Input rows:
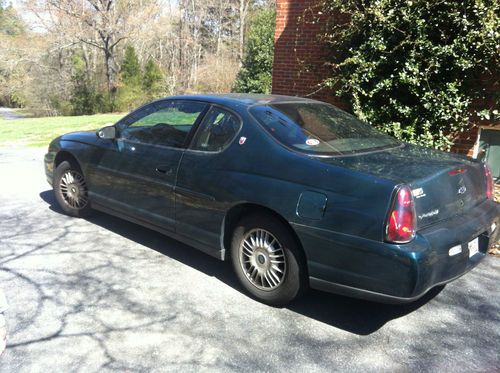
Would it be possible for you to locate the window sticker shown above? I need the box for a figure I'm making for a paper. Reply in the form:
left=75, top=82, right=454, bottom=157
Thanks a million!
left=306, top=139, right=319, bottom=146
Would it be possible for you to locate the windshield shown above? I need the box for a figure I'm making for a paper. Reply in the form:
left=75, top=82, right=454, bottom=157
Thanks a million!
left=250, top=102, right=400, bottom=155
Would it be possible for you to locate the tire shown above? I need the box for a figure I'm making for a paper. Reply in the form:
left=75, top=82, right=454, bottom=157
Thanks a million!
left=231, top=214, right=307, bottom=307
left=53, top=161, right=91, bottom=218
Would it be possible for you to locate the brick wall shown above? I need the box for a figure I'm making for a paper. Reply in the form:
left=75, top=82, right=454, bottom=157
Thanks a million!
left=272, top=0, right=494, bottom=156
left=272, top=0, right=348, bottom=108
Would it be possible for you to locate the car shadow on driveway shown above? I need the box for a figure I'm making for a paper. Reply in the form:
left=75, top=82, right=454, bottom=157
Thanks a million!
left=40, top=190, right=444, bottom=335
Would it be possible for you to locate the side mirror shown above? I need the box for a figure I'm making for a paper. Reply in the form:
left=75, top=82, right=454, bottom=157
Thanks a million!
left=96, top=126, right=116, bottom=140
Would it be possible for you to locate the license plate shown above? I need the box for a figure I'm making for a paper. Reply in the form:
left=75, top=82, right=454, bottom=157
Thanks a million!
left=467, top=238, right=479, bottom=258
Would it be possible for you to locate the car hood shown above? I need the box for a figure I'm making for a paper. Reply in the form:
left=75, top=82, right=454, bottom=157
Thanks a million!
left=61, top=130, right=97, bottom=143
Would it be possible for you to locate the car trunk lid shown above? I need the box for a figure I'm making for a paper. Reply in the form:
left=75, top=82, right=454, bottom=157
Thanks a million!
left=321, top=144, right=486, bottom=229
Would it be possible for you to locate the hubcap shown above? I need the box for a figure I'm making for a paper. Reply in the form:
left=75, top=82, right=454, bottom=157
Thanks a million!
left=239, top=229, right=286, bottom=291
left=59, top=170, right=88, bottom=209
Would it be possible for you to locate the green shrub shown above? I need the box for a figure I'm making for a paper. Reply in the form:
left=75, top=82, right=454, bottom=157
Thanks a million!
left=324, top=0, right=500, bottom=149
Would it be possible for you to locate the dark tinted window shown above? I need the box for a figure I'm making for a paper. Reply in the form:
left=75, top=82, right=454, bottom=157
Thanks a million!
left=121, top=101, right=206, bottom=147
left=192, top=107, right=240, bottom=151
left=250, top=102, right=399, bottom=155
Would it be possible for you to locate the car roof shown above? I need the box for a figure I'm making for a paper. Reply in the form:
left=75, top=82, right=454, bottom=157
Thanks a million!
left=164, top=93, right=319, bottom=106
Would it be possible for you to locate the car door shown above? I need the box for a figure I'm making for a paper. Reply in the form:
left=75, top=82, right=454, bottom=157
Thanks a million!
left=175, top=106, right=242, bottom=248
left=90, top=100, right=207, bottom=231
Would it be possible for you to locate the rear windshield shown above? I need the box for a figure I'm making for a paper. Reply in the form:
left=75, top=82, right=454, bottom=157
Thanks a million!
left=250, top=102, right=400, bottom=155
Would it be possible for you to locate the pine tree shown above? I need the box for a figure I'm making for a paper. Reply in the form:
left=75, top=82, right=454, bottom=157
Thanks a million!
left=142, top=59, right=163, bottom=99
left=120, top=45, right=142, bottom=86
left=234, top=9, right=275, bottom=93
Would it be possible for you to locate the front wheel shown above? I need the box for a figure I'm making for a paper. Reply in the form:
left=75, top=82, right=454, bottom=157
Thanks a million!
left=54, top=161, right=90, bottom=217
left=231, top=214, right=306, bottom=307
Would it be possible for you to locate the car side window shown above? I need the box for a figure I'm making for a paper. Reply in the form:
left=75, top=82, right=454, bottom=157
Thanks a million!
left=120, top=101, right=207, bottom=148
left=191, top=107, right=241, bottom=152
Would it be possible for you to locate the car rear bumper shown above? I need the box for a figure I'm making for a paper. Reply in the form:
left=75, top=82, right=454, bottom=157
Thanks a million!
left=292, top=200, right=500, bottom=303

What is required: Repeat all of the data above with "paper" swapped for "poster" everywhere and nothing else changed. Leave out the pictures.

Finished answer:
Would it be possible for you to locate the window sticker shown above? I need the box for a figure I'm making for a poster. Reply in the form:
left=75, top=82, right=454, bottom=157
Thanks a million!
left=306, top=139, right=319, bottom=146
Would it be possible for you to locate the windshield shown above? I need the box for a figure I'm making for a poster. Reply in the form:
left=75, top=82, right=454, bottom=157
Thanks a million!
left=250, top=102, right=400, bottom=155
Would it be possible for you to locate the tire shown above? I need the box for a figure I'm making for a poster. Reply in the form:
left=75, top=82, right=454, bottom=157
Thanks a million!
left=231, top=214, right=307, bottom=307
left=53, top=161, right=91, bottom=218
Would it be possible for you to locate the brick wall shown above? I need the box for a figure I'm making for a poster. Reply in the form:
left=75, top=82, right=454, bottom=157
Thanks a million!
left=272, top=0, right=494, bottom=156
left=272, top=0, right=348, bottom=108
Would it be possible for you to locate the car shadow on driveway shown above? I need the box for a figure I'm making for a poster. Reply in the form:
left=75, top=82, right=454, bottom=157
Thanks a million!
left=40, top=190, right=444, bottom=335
Would it be possible for you to locate the side mirror shown above? I need the box for a figure I'm making for a poster. Reply in the form:
left=75, top=82, right=454, bottom=157
Thanks a million!
left=96, top=126, right=116, bottom=140
Would it be possible for you to locate the license plate shown above? I need the box for a figure I'm making for a poster. Reply in the form:
left=75, top=82, right=454, bottom=157
Thanks a million!
left=467, top=238, right=479, bottom=258
Would it be possible for you to locate the car hood shown above? I need the box for a figure I'm making for a poster. Reply in the form:
left=75, top=82, right=454, bottom=157
Thanks a million!
left=61, top=130, right=97, bottom=143
Would it be possible for you to locate the car trunk lid shown above? I need the box for a figure I'm making for a poster. Reply in the form:
left=75, top=82, right=454, bottom=157
Thanks a million!
left=321, top=144, right=486, bottom=229
Would it be possible for you to locate the hubcap shown above? I need the box for a figure I'm making for a poster. Reply in the form:
left=75, top=82, right=454, bottom=157
Thanks a million!
left=239, top=229, right=286, bottom=291
left=59, top=170, right=88, bottom=209
Would it be possible for you to locate the green shrub shown above? I need the box for a figure I'm making for a poster. Reply in the form:
left=75, top=82, right=454, bottom=157
Thanks a million!
left=324, top=0, right=500, bottom=149
Would it be possible for you to locate the dark tinted window shown above? I need the box for a figure I'm making for a poster. Reply in the form:
left=75, top=82, right=454, bottom=157
Thanks a million!
left=121, top=101, right=206, bottom=147
left=192, top=107, right=240, bottom=151
left=250, top=102, right=399, bottom=155
Would it be possible for you to locate the car roof shown above? I need the box for a figure I'm making for a poster. Reply in the form:
left=75, top=82, right=454, bottom=157
Thanks a million!
left=164, top=93, right=319, bottom=106
Would it be possible for you to locate the car door shown above? I need the box for a figure I'm making for a poster. Reply in the form:
left=75, top=82, right=454, bottom=157
Thanks a million!
left=175, top=106, right=242, bottom=248
left=90, top=100, right=207, bottom=231
Would it be possible for you to locate the rear windshield shown above? I need the box for a figure I'm making for a poster. Reply in the form:
left=75, top=82, right=454, bottom=157
Thanks a million!
left=250, top=102, right=400, bottom=155
Would it be possible for you to locate the pine tree shown above? I need the box for a figure I'm making for a poster. Reply in the form:
left=75, top=82, right=454, bottom=157
Thanks a million!
left=142, top=59, right=163, bottom=99
left=120, top=45, right=142, bottom=86
left=234, top=9, right=275, bottom=93
Would it be possible for you to locate the front wheel shown above? I need the box for a figure I'm making for a poster. Reply in the form:
left=75, top=82, right=454, bottom=157
Thanks a million!
left=54, top=161, right=90, bottom=217
left=231, top=214, right=306, bottom=307
Would it be possible for you to locate the car side window shown above? I need the box for a figure I'm making for a poster. Reply in the form:
left=75, top=82, right=454, bottom=157
Thanks a million!
left=120, top=101, right=207, bottom=148
left=191, top=107, right=241, bottom=152
Would it be possible for you to locate the car rear bumper shown above? I need the box for a figure I'm making for a poster. Reply in the form:
left=75, top=82, right=454, bottom=157
Thanks a million!
left=292, top=200, right=500, bottom=303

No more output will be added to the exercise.